┌─ Document extract

The halt in global travel amid the pandemic has impacted tourist destinations across the world, yet one recent report from an Australian news channel might make you think that Bali is on the verge of total collapse and might not bounce back from the hard times.
A Current Affair (ACA), a program from Australia’s Channel 9, published a report on the COVID-19 situation in Bali on Nov. 10 on its social media accounts, questioning whether Bali can survive without tourists. The five-minute clip showed footage of closed shops and empty streets in Kuta, as well as scenes from an empty and trashed hotel in Legian.
It’s true enough to say that these are challenging times for the province, where more than half of its economy is dominated by tourism. Bali’s unemployment rate jumped to 5.63 percent recently, and it is the hardest-hit region in Indonesia amid the pandemic. However, ACA’s report crucially left out those impacted the most by these hardships ?— the Balinese people themselves ?— and did not include various efforts rolled out by the government, communities and civil society organizations to revive the economy.

└─
┌─ Data section

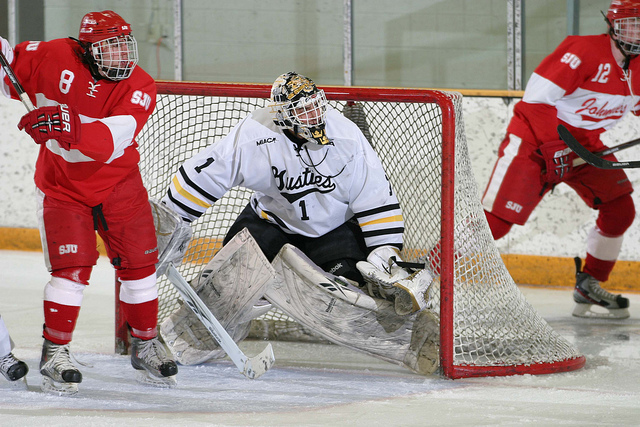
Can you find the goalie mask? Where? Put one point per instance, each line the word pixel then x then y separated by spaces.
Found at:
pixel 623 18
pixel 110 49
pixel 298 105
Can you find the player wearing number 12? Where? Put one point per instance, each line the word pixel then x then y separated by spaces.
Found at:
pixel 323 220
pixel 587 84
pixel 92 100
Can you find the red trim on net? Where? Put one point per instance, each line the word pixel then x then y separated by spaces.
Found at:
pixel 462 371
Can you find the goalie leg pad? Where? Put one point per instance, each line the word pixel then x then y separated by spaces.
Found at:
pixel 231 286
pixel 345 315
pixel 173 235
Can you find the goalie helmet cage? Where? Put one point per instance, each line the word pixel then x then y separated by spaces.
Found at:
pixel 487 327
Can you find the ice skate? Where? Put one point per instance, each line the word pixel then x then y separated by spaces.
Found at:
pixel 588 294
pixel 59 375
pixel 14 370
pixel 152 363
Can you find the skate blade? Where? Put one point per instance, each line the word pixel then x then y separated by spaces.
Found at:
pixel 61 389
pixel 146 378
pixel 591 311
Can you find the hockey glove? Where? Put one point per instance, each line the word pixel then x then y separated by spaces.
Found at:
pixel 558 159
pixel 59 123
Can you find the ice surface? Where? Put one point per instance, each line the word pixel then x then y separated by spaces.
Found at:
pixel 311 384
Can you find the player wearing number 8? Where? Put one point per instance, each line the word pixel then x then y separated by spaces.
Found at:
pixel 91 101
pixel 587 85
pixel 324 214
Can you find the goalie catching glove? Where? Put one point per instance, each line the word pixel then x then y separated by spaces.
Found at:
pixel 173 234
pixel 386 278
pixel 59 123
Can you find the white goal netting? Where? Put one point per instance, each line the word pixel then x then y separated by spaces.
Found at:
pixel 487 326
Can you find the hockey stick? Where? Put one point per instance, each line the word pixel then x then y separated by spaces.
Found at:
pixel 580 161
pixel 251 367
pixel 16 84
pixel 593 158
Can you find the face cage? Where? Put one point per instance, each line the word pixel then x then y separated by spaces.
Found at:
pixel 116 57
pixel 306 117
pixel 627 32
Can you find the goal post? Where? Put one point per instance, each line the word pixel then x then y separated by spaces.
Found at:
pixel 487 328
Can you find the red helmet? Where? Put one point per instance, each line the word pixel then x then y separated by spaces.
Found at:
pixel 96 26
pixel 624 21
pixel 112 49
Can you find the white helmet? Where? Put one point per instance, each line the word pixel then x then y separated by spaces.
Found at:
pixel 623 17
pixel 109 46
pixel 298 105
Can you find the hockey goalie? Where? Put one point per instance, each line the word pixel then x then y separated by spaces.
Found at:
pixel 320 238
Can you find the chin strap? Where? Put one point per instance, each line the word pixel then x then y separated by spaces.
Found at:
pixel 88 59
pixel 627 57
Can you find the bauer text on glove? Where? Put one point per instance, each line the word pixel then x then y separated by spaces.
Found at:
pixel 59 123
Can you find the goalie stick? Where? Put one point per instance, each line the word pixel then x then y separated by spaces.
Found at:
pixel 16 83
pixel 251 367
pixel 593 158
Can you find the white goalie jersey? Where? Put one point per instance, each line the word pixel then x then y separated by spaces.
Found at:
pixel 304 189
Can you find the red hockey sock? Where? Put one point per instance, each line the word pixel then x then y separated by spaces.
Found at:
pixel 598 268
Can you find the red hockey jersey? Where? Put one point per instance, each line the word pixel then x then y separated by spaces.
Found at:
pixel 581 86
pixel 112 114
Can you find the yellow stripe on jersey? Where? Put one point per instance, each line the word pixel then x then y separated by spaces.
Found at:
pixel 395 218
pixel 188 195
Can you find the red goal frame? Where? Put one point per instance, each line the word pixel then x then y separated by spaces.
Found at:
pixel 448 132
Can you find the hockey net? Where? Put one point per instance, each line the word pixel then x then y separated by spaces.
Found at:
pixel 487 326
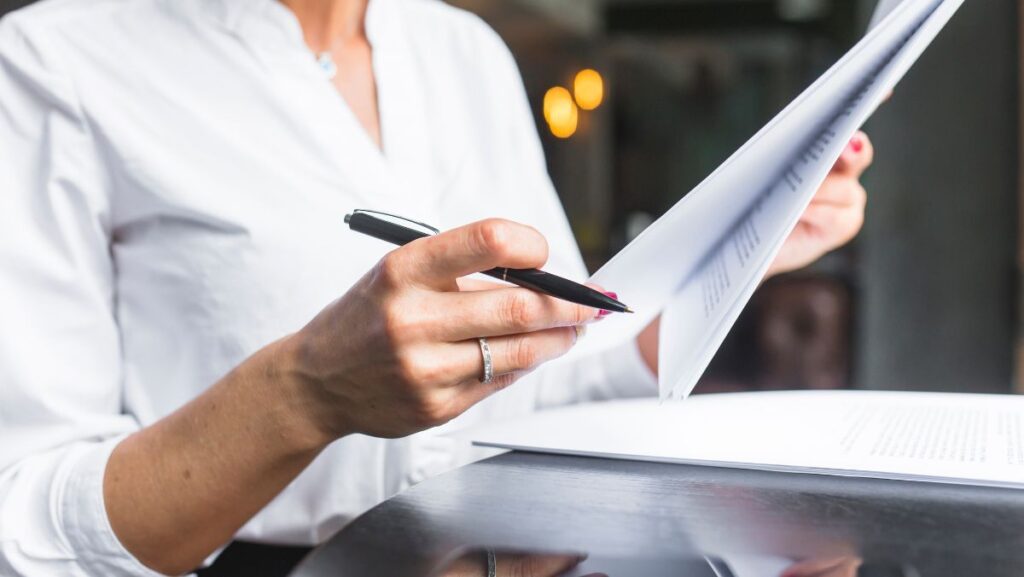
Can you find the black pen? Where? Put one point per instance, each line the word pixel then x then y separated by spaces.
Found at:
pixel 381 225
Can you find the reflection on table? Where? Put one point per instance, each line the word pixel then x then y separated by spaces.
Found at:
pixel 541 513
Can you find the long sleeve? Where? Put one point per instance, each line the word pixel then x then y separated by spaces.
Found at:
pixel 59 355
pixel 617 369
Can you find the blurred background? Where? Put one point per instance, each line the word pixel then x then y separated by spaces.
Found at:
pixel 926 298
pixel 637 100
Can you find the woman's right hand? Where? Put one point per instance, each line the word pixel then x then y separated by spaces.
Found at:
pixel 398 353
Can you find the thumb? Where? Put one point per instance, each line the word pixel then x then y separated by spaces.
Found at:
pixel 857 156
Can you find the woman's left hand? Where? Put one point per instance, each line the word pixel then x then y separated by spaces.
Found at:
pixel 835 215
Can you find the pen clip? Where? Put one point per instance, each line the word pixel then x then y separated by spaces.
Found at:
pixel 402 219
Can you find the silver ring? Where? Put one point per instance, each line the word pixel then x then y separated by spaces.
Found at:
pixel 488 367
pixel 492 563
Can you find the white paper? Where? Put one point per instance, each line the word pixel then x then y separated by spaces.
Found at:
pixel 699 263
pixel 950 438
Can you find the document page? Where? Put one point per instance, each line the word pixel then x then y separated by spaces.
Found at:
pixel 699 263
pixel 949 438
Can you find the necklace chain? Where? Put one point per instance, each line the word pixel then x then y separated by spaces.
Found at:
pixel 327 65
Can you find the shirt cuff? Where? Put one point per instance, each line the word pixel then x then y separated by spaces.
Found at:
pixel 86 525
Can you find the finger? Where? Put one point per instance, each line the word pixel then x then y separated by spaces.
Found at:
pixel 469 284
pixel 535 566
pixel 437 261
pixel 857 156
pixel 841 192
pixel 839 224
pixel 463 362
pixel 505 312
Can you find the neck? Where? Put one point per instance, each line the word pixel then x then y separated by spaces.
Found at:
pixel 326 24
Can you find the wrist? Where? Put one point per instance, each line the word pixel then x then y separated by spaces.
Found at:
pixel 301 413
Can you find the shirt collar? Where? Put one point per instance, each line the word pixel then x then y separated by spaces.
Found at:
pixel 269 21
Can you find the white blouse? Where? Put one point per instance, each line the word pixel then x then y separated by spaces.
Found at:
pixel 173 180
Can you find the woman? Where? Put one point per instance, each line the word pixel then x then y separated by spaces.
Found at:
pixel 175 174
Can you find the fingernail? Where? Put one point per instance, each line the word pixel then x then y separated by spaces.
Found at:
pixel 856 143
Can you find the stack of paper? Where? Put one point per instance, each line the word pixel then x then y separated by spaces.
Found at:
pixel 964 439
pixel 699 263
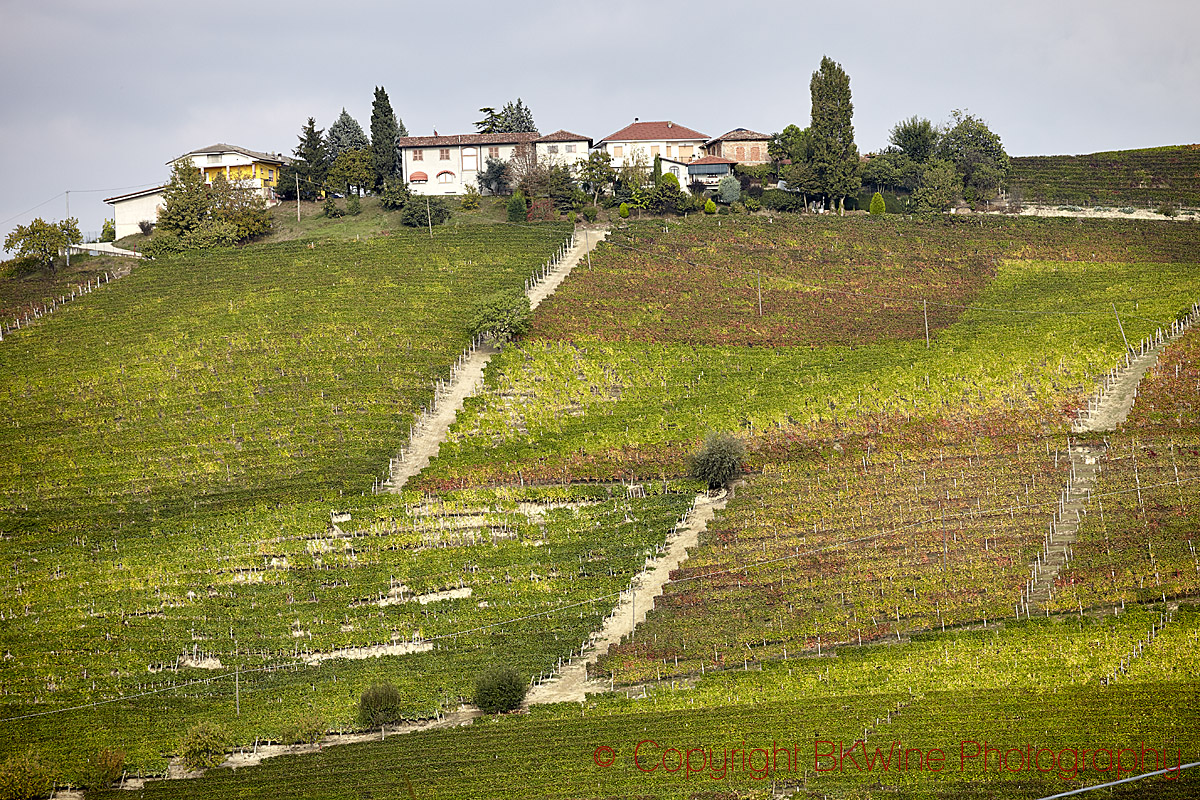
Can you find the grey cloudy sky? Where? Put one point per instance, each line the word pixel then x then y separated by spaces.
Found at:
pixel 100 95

└─

- **Work request A**: In the Bali article, what did Bali's unemployment rate recently rise to?
- **Work request B**: Continue the Bali article from its final sentence.
The entries play no part in these tasks.

- **Task result A**: 5.63 percent

- **Task result B**:
Unsurprisingly, ACA’s report did not sit well with many people, such as this user on Twitter:
#A9CA You share a news about Bali without interviewing any Balinese? And you close your eyes to the positive things people do there during the pandemic? Check out Kopernik Project! Check out Togetherness Project! Try to make your news more fair!— Mi Nombre Rany (@minombrerany) November 11, 2020
Bali Hotels Association (BHA), whose members include general managers of over 100 four-star and five-star hotels and resorts in Bali, issued a statement today in response to ACA’s report, highlighting how the news piece implied “that all hotels are like this in Bali and that the island is worn and torn.”
“[It is] far from the truth. This type of misleading news has the potential to create a negative image towards the destination,” the statement said.
The association also said it has gathered information on the hotel that was shown by ACA, noting that the accommodation ?— which is not a member of BHA ?— was closed due to a change in ownership and is undergoing renovations, with reopening scheduled for next year. In the statement, BHA also noted that tourism-related businesses and the Indonesian government have been working to ensure safe travel and holiday amid the pandemic.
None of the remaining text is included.